> [DOCUMENT TEXT]
============================================================

Months after it was delivered, he is still finding it hard to find his feet, even disrupting one thing that is also dear to him — music. He has even had to change his identity on social media.
“My whole life I have been raised as a Tshuma and that is the only family that I have ever known. I got really hurt and I even changed my Facebook name to Ka Bulawayo Derick Sipho. After that revelation friends came forward to help.
They gave me strength and supported me during this traumatising time. I have been well despite everything. The whole drama made me stop plans to release my next album. I had to figure myself out,” he said.
Despite the fact that he had been first disowned by Majaivana before he unearthed his true heritage, Derick said he would not abandon his career and neither would he stop making use of Majaivana classic-laden catalogue and signature sound.
“I will continue doing music because that’s my talent and no one else’s. I thank God for that. I will maintain the same direction in my career.

============================================================

(Saved data entries)
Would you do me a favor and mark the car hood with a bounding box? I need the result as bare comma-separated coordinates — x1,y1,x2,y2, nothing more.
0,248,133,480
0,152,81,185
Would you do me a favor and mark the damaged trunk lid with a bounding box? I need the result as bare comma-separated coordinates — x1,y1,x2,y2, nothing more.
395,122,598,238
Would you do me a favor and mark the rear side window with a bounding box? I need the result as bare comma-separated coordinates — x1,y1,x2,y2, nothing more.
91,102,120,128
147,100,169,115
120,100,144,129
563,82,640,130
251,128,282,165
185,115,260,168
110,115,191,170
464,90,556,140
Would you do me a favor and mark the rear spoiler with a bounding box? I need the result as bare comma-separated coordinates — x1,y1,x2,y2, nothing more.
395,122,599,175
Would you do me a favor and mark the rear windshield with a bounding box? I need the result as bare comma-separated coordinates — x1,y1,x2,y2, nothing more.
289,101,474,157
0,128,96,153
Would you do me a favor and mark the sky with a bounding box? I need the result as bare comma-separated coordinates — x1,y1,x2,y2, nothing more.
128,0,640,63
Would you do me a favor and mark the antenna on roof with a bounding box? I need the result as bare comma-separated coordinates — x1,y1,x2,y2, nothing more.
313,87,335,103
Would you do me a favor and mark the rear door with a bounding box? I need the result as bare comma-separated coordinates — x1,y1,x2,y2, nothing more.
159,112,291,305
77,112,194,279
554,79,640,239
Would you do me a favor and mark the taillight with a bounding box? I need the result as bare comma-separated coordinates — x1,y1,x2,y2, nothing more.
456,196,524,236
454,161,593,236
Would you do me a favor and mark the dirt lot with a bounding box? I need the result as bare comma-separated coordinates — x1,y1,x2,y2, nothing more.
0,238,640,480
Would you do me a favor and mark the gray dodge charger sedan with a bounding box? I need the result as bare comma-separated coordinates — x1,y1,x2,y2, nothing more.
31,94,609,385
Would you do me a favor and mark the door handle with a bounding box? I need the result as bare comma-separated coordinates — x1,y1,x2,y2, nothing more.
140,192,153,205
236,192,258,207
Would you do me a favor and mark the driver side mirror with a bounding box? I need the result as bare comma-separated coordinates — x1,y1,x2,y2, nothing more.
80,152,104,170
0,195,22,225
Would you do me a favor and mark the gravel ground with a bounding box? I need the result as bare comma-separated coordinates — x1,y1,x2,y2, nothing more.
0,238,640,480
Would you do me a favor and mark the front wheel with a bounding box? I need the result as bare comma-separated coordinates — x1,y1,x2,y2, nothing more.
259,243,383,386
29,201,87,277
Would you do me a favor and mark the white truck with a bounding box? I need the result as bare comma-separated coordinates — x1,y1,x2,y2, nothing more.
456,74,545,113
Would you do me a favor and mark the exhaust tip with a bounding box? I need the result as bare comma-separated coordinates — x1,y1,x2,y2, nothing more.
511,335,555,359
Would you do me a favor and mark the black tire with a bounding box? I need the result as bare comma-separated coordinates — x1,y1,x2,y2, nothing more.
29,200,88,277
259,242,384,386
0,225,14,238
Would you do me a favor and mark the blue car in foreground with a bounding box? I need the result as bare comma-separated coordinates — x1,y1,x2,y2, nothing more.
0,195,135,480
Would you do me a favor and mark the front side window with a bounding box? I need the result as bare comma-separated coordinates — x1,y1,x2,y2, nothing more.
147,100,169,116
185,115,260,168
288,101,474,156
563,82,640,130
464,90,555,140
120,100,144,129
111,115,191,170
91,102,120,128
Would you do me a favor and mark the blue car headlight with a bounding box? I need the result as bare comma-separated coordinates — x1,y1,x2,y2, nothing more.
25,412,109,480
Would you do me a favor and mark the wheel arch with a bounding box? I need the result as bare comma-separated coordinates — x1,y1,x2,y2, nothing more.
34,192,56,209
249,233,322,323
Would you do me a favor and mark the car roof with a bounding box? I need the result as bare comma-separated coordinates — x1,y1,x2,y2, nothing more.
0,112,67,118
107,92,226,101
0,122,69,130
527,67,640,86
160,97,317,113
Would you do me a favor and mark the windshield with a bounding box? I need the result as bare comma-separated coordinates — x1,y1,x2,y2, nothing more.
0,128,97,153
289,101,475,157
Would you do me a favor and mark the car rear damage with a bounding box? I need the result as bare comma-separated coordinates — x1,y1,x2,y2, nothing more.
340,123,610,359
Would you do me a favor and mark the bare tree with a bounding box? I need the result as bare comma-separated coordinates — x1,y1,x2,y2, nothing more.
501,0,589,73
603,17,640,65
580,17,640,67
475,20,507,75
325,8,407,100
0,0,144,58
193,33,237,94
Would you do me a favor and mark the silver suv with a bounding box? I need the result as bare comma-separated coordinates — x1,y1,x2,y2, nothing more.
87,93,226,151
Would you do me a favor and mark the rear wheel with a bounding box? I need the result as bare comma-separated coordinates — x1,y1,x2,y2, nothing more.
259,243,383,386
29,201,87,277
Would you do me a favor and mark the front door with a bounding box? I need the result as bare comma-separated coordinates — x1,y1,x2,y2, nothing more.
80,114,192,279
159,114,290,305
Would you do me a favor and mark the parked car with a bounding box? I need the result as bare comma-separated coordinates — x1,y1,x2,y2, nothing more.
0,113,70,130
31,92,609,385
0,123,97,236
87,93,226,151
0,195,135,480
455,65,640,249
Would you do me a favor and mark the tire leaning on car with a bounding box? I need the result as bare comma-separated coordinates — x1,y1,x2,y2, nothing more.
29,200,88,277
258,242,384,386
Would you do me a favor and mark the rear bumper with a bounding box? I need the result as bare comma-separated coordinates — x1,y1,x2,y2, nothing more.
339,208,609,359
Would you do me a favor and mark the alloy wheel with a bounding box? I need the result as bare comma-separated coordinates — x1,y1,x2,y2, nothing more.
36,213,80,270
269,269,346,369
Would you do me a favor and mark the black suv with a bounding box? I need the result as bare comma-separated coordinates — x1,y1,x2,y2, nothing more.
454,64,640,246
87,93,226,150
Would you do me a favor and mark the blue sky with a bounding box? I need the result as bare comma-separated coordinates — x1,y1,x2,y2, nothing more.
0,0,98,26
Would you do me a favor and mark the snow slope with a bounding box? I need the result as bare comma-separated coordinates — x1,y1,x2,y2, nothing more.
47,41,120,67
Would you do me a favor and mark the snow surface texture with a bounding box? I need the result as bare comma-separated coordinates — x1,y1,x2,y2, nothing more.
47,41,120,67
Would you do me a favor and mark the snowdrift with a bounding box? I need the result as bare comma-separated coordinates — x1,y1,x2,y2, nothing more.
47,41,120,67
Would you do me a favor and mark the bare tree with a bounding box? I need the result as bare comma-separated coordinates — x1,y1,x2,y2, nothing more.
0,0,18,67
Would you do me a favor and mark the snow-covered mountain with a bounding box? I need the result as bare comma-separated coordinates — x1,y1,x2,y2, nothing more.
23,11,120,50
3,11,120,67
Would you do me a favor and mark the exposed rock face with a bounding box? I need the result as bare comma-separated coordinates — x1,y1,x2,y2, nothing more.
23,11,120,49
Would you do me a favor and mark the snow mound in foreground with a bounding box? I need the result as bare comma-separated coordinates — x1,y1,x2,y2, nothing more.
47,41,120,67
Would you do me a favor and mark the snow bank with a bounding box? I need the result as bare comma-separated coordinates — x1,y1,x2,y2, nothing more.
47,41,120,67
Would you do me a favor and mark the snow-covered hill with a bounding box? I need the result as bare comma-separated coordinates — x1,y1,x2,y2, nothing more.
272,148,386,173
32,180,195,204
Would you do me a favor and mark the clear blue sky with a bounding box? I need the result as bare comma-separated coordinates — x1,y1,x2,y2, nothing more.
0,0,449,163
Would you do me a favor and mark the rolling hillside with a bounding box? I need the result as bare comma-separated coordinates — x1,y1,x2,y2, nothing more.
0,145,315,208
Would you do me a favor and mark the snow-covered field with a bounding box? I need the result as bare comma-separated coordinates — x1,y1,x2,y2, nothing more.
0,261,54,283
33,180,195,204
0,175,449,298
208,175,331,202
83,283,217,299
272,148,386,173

============================================================

> [OBJECTIVES]
1. Answer these questions about the article on Derick:
(a) What did he change his Facebook name to?
(b) What plans did the whole drama make him stop?
(c) Who had first disowned him before he unearthed his true heritage?
2. Write the next few sentences of the article about Derick, picking up after its final sentence.

> [ANSWERS BY TASK]
1.
(a) Ka Bulawayo Derick Sipho
(b) Plans to release his next album
(c) Majaivana

2.
I will only change my arts name to Ka Bulawayo Derick Sipho,” he said.
The last few months have kick-started a journey of self discovery for Derick and while a large part of his life is shattered, he is also keen to discover his true self. Who was his father? How was he as a man? Does he have any siblings that he does not know of as yet? These are the questions in his mind that need urgent answers.
“If I have sisters and brothers out there I need to know. I really need to find them and even see where my father’s remains are. They kept me living a lie for 40 years. I pray to God I can get over this and move on with my life.”